=== SUPPLIED INFORMATION ===
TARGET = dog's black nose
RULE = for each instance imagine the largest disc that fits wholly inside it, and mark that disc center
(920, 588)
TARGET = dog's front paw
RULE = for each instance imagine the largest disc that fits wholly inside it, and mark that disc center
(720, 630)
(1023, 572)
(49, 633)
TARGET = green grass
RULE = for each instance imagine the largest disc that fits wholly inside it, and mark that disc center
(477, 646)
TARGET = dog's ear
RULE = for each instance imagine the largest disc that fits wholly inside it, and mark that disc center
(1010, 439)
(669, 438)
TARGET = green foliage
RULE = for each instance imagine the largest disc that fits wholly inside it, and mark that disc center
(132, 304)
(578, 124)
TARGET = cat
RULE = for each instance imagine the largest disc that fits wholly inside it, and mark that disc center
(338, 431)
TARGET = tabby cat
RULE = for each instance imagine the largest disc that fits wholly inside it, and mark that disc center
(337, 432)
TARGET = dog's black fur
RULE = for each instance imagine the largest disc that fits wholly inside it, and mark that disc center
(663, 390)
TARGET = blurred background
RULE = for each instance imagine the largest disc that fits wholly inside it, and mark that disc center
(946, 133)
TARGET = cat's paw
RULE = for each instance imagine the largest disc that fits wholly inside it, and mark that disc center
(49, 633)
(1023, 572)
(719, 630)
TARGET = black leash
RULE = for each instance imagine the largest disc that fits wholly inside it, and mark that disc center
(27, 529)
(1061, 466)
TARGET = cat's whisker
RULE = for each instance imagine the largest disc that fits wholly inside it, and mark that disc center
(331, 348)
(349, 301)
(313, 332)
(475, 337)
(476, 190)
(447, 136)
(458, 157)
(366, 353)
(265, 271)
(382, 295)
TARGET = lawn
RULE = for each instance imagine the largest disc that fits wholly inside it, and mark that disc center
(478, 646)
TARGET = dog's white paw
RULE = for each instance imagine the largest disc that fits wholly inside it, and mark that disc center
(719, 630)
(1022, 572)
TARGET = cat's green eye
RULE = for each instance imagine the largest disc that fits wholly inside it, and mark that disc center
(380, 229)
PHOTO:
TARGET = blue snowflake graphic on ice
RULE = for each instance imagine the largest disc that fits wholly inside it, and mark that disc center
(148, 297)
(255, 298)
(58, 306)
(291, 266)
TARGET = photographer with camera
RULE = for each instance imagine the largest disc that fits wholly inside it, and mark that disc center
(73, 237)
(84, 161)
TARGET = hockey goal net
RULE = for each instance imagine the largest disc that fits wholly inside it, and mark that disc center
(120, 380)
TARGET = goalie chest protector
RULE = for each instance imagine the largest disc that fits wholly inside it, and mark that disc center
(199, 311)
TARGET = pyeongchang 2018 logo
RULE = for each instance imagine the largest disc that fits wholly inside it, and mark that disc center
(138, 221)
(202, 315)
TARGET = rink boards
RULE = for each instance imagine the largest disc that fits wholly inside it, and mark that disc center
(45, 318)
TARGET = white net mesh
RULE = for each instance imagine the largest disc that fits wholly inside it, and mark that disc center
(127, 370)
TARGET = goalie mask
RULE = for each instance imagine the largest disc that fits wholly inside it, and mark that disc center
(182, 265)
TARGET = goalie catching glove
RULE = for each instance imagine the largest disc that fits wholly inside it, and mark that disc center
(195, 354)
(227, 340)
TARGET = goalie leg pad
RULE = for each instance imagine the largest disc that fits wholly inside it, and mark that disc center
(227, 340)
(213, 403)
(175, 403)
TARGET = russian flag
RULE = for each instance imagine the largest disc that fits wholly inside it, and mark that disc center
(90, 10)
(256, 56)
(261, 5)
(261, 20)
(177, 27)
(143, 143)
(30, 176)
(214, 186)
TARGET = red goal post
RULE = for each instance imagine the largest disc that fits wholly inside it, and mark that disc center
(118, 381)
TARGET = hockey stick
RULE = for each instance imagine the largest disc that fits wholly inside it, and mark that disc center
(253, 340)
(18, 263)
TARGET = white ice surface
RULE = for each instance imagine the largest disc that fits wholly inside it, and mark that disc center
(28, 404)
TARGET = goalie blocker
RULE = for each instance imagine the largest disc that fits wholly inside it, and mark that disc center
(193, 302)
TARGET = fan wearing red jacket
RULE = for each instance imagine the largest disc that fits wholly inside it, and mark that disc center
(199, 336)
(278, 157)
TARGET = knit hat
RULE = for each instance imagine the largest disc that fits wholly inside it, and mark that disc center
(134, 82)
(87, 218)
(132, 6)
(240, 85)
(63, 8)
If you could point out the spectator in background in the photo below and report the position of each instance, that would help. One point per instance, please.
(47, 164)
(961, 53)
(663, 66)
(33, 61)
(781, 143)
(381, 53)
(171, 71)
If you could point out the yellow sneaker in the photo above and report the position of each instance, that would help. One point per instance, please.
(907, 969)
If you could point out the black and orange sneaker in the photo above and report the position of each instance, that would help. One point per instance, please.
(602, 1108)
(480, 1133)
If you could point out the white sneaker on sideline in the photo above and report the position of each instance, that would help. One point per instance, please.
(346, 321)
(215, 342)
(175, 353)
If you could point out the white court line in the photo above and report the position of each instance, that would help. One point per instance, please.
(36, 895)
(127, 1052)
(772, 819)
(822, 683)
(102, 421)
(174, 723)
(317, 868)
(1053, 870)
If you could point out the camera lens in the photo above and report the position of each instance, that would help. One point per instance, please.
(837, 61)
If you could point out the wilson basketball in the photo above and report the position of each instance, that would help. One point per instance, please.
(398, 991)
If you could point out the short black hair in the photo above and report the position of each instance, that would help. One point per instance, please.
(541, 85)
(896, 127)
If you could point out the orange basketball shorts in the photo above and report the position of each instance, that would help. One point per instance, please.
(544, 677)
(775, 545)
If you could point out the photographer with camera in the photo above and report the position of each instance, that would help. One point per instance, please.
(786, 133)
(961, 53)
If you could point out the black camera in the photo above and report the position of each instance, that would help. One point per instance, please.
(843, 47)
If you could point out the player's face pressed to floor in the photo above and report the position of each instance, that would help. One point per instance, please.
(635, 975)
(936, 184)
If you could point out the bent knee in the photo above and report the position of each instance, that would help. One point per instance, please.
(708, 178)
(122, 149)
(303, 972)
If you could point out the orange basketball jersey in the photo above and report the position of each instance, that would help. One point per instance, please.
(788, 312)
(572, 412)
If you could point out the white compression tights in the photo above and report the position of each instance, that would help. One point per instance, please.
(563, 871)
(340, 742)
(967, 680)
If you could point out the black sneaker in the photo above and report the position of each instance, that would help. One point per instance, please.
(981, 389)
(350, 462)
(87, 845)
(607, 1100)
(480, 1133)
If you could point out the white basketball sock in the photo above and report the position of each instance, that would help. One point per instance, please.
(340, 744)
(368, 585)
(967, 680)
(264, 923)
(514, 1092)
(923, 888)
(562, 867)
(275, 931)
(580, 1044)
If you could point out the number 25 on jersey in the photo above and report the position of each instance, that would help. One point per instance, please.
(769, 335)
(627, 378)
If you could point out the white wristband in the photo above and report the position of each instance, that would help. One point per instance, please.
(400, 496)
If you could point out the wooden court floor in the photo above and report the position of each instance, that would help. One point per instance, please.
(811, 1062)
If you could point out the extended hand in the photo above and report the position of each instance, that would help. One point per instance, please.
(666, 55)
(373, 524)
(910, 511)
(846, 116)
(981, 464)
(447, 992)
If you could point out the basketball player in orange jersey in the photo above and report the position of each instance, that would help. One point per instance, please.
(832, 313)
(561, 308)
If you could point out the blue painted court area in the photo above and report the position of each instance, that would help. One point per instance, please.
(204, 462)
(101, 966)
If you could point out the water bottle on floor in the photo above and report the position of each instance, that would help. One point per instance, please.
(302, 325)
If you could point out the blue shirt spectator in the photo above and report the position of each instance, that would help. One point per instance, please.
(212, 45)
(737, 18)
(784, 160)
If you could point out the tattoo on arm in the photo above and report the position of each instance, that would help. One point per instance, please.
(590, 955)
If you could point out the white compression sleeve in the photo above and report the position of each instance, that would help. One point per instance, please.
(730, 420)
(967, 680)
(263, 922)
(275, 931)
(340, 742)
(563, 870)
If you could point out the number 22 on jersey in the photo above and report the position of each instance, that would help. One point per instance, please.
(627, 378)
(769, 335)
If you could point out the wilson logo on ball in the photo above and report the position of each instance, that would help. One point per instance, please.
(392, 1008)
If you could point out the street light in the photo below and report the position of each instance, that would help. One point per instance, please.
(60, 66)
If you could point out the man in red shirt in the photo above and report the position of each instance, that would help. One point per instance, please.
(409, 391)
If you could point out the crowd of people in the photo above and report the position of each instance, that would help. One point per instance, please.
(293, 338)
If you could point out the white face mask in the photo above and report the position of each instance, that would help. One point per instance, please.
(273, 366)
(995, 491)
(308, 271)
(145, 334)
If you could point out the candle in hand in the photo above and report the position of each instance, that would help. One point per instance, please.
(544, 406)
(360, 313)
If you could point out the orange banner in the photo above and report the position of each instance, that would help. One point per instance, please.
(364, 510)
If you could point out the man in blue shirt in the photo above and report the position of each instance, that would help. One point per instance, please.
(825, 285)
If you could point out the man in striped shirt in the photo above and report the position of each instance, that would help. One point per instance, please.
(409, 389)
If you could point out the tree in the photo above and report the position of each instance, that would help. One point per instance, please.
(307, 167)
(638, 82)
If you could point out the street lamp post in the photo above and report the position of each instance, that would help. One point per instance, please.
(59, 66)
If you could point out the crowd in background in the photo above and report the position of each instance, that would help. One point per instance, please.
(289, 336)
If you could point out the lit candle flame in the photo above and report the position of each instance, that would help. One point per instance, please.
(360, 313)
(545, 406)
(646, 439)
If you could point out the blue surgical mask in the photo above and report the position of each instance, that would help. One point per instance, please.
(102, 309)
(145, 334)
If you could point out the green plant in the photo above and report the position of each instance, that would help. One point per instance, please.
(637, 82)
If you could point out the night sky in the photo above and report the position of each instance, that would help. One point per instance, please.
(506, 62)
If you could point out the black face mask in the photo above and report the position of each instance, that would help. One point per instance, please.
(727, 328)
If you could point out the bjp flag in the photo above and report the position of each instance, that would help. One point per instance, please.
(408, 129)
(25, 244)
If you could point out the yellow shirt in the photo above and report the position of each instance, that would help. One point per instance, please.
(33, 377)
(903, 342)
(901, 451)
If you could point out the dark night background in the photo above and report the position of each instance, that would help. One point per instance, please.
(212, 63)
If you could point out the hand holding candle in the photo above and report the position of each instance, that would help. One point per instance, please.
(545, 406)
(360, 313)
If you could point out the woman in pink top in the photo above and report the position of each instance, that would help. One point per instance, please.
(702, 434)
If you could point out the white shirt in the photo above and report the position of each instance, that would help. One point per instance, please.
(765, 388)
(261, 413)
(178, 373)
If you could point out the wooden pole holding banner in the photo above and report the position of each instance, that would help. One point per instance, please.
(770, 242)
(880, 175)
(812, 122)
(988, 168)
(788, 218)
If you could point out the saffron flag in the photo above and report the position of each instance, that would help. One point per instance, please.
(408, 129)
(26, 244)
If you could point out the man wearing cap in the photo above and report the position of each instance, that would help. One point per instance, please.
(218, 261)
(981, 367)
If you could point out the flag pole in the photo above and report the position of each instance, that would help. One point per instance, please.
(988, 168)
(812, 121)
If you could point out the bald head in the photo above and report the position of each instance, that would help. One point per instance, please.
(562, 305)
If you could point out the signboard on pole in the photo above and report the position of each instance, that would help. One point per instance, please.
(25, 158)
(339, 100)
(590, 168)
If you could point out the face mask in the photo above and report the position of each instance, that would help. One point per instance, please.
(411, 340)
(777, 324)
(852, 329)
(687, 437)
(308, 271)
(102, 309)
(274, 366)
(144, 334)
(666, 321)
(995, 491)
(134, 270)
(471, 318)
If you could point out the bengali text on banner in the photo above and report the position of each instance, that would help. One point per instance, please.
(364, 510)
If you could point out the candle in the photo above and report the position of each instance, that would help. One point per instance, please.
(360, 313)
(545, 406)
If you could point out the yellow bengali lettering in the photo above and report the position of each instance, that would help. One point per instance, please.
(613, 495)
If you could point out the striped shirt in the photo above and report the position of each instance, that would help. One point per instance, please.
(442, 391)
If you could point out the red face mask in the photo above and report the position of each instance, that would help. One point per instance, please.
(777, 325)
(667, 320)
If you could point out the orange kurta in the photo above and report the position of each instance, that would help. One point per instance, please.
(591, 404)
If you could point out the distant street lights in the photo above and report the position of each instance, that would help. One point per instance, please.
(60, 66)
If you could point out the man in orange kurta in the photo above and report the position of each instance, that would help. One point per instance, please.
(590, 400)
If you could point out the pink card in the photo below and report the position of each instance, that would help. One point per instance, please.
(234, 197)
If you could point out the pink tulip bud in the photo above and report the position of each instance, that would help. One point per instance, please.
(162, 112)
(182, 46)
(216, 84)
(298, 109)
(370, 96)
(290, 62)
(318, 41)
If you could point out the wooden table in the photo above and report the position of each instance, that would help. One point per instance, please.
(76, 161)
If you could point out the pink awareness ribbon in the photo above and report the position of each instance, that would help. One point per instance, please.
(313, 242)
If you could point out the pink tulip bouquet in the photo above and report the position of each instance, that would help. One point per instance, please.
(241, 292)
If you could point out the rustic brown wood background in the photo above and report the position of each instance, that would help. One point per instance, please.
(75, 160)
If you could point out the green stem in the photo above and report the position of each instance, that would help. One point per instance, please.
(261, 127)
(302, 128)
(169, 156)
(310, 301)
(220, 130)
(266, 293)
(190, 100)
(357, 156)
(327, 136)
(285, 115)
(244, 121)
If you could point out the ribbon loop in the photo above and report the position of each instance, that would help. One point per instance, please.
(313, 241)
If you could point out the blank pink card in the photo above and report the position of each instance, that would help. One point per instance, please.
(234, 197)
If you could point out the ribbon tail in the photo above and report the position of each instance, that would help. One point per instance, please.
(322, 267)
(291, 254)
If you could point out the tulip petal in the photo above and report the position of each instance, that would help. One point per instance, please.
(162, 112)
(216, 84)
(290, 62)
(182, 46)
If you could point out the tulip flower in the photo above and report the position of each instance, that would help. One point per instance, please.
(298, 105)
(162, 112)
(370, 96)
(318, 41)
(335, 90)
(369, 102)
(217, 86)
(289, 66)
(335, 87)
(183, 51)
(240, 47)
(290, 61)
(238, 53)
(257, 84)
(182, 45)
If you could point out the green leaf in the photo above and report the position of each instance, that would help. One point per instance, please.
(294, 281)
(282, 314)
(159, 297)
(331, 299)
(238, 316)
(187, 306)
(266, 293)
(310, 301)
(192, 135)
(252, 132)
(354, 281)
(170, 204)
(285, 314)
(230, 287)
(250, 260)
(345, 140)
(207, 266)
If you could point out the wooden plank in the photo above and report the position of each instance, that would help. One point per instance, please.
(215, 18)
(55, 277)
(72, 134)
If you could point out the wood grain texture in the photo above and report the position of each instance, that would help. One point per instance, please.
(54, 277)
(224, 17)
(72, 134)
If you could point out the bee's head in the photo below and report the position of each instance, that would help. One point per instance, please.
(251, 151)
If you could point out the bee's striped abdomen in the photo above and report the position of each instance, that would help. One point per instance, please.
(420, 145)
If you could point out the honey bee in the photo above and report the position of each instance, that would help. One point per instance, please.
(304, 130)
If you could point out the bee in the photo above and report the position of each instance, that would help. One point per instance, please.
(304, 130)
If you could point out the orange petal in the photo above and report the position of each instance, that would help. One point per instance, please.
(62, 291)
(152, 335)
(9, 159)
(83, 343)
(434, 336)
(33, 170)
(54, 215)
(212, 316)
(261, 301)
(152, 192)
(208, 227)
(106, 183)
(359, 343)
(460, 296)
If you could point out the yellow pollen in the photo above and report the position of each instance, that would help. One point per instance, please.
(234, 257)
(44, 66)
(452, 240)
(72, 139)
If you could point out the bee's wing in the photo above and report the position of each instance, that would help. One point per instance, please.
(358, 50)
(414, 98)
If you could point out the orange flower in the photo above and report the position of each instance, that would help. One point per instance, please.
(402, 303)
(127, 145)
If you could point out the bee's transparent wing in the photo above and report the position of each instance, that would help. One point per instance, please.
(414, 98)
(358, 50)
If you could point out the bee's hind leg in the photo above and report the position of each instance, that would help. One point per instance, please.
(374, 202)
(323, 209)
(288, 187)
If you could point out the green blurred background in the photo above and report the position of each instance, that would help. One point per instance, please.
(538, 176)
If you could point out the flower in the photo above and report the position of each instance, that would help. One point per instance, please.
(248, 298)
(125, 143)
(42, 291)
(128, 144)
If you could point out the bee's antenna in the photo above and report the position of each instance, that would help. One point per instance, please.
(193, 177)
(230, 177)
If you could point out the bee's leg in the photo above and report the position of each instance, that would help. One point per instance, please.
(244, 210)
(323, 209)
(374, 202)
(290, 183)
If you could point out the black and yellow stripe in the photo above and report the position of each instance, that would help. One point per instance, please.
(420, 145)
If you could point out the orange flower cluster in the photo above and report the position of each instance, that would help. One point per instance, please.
===
## [TASK BRIEF]
Look for the string "goalie" in the listing above and copy every line holding it.

## [SOLUTION]
TARGET = goalie chest protector
TARGET = goalie mask
TARGET = goalie catching glove
TARGET = goalie leg pad
TARGET = goalie blocker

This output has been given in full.